— BEGIN The input —

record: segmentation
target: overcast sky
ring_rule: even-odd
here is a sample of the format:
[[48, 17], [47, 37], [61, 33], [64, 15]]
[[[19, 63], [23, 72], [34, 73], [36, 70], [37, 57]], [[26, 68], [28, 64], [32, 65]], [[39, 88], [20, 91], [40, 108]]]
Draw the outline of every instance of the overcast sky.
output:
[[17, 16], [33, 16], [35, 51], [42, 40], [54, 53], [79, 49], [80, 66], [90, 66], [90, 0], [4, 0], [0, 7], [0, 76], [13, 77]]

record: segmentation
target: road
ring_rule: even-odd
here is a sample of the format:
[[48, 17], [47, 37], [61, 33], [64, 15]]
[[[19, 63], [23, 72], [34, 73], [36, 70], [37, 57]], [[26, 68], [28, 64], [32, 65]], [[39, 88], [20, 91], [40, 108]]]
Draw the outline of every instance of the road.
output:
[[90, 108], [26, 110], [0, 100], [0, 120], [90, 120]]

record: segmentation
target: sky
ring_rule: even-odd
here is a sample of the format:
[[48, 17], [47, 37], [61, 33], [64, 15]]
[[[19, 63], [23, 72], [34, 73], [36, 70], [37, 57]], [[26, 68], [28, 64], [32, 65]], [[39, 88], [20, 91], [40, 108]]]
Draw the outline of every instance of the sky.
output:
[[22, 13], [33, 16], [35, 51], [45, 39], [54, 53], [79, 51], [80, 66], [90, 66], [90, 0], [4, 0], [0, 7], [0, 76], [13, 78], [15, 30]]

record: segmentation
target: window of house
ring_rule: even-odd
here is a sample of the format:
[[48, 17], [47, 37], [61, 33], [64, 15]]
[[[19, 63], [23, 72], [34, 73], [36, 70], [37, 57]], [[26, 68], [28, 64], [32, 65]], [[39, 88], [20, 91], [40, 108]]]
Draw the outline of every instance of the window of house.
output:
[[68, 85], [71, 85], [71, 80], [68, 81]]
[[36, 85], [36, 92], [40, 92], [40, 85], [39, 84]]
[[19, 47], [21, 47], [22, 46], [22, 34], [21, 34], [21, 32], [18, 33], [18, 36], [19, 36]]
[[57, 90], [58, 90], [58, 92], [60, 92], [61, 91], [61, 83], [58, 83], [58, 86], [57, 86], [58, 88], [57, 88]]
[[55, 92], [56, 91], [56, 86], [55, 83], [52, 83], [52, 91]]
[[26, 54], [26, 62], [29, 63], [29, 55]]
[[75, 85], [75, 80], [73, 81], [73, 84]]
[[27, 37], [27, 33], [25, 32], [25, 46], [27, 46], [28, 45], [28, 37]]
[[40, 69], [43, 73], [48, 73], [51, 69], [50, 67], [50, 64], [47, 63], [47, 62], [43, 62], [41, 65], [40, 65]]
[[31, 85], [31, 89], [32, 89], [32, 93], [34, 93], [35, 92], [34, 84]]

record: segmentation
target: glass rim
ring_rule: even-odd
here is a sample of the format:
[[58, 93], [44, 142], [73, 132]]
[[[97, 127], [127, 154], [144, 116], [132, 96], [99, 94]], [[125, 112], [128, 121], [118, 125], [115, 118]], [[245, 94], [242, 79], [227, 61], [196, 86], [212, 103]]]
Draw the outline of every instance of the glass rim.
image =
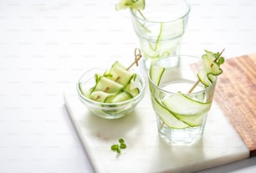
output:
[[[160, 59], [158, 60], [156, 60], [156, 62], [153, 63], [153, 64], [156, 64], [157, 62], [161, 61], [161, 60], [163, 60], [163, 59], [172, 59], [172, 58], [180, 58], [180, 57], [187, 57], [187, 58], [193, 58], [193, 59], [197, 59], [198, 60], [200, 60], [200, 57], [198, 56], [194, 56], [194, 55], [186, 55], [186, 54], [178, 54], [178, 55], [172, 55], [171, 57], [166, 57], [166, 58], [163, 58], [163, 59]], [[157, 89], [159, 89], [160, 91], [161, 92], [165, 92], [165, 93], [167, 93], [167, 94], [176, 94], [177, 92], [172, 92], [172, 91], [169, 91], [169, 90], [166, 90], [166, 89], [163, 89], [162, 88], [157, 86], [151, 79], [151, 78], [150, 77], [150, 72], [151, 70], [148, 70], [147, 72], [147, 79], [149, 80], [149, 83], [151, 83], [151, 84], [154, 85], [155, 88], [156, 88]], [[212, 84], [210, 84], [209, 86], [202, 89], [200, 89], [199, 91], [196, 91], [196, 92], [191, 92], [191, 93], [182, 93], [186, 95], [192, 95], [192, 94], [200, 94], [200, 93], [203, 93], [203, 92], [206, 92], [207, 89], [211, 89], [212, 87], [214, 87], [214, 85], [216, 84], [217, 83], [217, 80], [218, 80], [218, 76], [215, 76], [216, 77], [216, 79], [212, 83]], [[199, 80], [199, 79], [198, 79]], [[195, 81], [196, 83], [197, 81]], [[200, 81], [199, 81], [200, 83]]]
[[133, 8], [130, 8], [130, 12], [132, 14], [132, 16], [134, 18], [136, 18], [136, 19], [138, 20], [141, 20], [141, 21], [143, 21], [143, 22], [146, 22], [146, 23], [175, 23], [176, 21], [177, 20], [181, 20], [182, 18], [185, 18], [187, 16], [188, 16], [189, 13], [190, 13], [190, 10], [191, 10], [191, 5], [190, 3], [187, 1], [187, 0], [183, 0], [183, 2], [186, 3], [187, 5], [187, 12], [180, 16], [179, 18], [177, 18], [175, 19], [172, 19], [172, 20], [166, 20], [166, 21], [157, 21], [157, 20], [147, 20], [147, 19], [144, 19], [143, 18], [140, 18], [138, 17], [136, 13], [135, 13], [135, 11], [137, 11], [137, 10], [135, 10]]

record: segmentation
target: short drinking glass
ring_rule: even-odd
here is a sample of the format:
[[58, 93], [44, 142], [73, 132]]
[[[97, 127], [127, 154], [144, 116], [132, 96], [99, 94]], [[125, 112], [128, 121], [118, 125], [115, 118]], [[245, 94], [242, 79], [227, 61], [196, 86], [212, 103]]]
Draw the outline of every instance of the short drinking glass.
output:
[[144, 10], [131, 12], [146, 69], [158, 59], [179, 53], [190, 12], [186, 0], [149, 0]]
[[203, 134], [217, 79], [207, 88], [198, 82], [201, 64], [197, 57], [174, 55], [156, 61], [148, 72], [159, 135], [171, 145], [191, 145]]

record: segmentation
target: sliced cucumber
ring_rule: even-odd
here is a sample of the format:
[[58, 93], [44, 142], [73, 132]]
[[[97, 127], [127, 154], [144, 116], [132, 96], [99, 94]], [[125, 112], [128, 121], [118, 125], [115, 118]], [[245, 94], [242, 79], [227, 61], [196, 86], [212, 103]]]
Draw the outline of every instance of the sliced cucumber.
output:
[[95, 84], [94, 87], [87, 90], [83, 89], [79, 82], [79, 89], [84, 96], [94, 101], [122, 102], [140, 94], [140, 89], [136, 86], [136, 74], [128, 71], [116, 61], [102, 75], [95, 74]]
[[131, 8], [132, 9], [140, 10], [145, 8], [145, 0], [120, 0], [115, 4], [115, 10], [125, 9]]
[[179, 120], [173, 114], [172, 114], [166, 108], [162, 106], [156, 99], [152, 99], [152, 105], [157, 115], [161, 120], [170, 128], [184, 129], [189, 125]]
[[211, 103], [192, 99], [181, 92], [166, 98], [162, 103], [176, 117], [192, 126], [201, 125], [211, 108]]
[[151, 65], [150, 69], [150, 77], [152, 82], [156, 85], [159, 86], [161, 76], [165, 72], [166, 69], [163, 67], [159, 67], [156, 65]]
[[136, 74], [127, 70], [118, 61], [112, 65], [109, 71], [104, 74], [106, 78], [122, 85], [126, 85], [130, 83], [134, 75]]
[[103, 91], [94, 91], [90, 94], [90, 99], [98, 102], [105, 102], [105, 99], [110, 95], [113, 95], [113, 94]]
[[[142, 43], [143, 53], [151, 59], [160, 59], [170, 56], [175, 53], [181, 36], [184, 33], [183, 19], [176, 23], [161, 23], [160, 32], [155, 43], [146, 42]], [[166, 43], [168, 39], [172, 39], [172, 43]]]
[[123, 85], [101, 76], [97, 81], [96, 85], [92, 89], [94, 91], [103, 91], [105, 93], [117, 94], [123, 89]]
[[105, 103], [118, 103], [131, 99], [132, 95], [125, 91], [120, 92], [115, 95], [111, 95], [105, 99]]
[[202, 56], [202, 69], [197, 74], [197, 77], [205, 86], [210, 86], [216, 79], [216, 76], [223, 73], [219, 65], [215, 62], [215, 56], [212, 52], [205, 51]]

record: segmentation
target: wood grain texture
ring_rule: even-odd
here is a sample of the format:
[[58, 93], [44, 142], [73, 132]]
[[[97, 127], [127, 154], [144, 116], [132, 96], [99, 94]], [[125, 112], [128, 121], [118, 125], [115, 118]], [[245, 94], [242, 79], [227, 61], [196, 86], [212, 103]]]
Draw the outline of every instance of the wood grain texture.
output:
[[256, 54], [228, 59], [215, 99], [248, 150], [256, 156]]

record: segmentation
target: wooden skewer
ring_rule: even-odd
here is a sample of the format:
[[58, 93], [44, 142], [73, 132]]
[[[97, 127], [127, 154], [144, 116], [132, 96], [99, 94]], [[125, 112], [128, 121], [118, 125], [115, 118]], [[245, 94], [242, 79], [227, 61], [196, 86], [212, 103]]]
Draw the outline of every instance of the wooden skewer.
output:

— END The input —
— BEGIN The input —

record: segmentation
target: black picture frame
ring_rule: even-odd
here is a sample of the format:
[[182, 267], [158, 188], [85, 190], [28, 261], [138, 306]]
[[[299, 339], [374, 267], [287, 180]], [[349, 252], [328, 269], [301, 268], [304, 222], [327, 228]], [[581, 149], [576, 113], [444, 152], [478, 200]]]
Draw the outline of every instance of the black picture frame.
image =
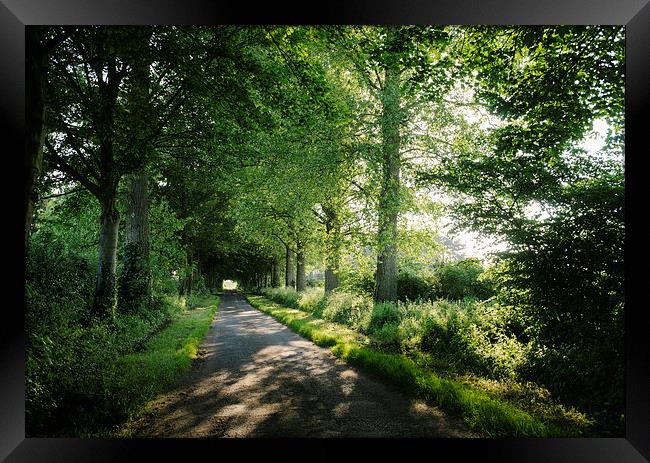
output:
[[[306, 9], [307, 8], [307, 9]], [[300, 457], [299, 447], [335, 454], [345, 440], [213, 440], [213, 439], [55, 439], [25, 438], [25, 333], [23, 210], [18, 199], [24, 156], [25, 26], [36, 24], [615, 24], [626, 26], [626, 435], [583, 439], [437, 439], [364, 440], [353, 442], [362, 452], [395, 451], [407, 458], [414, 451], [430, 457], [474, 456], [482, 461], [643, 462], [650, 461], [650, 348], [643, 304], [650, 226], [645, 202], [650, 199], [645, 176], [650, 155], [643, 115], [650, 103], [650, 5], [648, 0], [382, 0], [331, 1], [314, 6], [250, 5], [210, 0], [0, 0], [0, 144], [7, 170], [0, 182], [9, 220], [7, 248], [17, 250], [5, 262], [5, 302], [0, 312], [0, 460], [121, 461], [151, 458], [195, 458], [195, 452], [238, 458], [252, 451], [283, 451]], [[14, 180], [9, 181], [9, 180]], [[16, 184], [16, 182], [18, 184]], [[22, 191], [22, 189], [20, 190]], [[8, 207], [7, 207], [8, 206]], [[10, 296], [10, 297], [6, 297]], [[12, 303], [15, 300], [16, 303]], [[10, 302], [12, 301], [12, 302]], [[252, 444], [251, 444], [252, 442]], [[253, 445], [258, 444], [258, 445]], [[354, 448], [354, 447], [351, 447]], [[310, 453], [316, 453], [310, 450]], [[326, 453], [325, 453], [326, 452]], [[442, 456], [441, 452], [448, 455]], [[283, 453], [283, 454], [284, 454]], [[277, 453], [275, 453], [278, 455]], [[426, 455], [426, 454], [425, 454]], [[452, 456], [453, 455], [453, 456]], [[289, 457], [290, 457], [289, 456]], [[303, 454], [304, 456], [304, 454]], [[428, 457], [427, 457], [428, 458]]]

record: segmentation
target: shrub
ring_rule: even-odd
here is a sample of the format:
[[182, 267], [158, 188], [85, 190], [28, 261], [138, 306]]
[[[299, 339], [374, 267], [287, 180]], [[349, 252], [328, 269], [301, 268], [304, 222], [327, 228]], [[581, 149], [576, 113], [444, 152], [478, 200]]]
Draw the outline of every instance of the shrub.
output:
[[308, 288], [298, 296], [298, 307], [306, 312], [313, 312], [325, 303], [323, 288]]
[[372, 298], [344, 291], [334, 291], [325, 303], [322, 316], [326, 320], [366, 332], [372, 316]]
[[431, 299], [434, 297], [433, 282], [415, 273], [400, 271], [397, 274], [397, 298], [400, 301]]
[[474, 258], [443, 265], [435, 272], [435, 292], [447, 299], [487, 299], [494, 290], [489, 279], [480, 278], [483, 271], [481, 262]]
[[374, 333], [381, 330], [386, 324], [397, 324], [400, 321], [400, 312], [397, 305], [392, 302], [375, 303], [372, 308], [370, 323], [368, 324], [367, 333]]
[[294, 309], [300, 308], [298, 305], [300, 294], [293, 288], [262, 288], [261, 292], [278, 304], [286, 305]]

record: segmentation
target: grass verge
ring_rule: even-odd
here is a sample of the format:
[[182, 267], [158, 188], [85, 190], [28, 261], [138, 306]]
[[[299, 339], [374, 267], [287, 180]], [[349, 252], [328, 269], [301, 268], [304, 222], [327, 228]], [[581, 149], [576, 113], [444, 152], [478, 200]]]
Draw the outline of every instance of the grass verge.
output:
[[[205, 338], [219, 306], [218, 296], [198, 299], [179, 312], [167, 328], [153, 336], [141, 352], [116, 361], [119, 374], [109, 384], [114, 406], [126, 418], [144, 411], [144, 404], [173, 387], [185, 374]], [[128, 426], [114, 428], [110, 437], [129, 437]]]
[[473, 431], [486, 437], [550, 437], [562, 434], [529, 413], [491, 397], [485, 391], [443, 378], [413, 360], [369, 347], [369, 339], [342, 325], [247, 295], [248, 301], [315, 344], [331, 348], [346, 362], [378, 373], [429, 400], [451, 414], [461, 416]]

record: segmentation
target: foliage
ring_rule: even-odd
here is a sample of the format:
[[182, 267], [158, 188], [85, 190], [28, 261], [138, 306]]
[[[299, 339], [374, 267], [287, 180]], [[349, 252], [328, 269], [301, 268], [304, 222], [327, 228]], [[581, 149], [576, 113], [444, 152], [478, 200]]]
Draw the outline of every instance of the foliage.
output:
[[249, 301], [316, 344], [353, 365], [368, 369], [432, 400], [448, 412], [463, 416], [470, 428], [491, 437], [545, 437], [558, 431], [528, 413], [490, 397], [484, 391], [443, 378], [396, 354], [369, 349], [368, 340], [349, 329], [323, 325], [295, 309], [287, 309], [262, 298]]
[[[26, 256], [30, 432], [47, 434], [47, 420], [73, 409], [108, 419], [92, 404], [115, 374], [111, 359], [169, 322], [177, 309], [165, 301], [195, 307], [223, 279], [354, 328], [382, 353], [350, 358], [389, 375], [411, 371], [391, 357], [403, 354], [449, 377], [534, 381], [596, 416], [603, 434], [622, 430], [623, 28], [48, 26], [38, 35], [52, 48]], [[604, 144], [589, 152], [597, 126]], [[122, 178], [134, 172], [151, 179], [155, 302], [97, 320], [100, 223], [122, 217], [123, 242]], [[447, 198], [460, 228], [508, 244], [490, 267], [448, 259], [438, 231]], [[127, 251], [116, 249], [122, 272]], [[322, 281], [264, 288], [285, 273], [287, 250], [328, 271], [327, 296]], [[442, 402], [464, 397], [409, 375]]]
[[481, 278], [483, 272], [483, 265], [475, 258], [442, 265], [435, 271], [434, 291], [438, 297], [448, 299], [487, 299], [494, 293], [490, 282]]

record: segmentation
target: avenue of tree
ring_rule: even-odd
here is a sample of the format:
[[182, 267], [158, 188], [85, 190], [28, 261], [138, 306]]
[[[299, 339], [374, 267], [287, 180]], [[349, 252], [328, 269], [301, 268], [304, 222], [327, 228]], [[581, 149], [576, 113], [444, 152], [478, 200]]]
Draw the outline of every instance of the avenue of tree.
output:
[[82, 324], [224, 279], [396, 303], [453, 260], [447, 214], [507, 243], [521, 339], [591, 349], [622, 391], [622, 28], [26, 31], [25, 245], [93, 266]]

— END The input —

- Task objective -
Find every line in the listing that contains the word "wooden", matching case, and copy each such line.

- Written response -
target: wooden skewer
Draw the outline of every instance of the wooden skewer.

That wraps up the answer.